(Work instructions) Each record that follows goes into your reply unchanged; the pictures do not.

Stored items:
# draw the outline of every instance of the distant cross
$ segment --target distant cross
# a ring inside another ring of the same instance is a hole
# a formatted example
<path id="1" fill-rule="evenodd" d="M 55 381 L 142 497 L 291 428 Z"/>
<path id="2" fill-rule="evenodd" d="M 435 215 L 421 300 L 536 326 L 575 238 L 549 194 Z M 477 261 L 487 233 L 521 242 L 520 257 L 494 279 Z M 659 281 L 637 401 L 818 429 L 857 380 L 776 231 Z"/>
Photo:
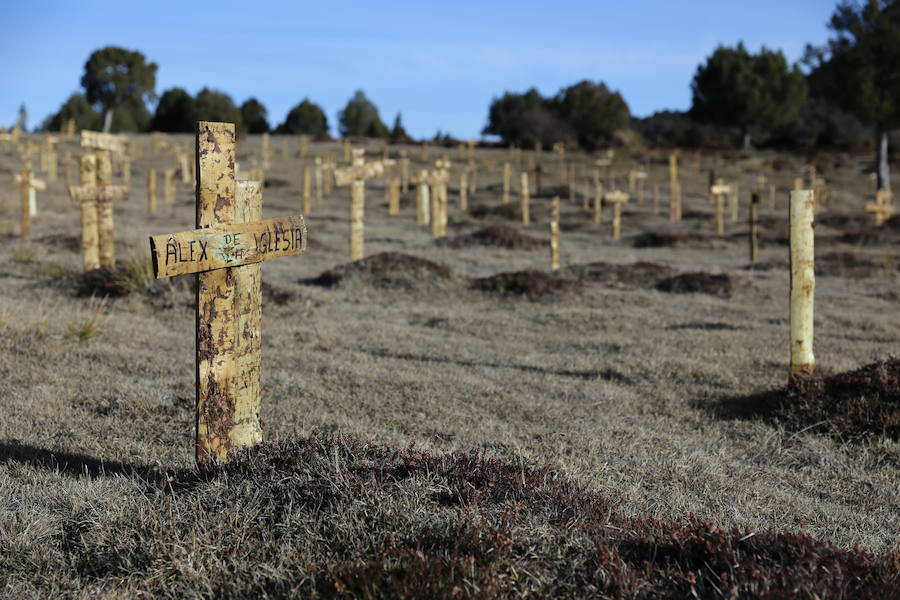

(Task solution)
# draw the outline of every instance of the distant cross
$ segment --target distant cross
# a ring inside another ring of the same instance is a hole
# a formatted example
<path id="1" fill-rule="evenodd" d="M 55 381 L 142 497 L 291 428 Z"/>
<path id="2" fill-rule="evenodd" d="M 435 215 L 421 300 L 536 326 L 575 238 L 549 194 Z M 477 261 L 487 233 L 521 242 L 520 257 L 494 279 Z M 659 281 L 637 401 L 818 429 L 857 380 L 776 231 Z"/>
Photo:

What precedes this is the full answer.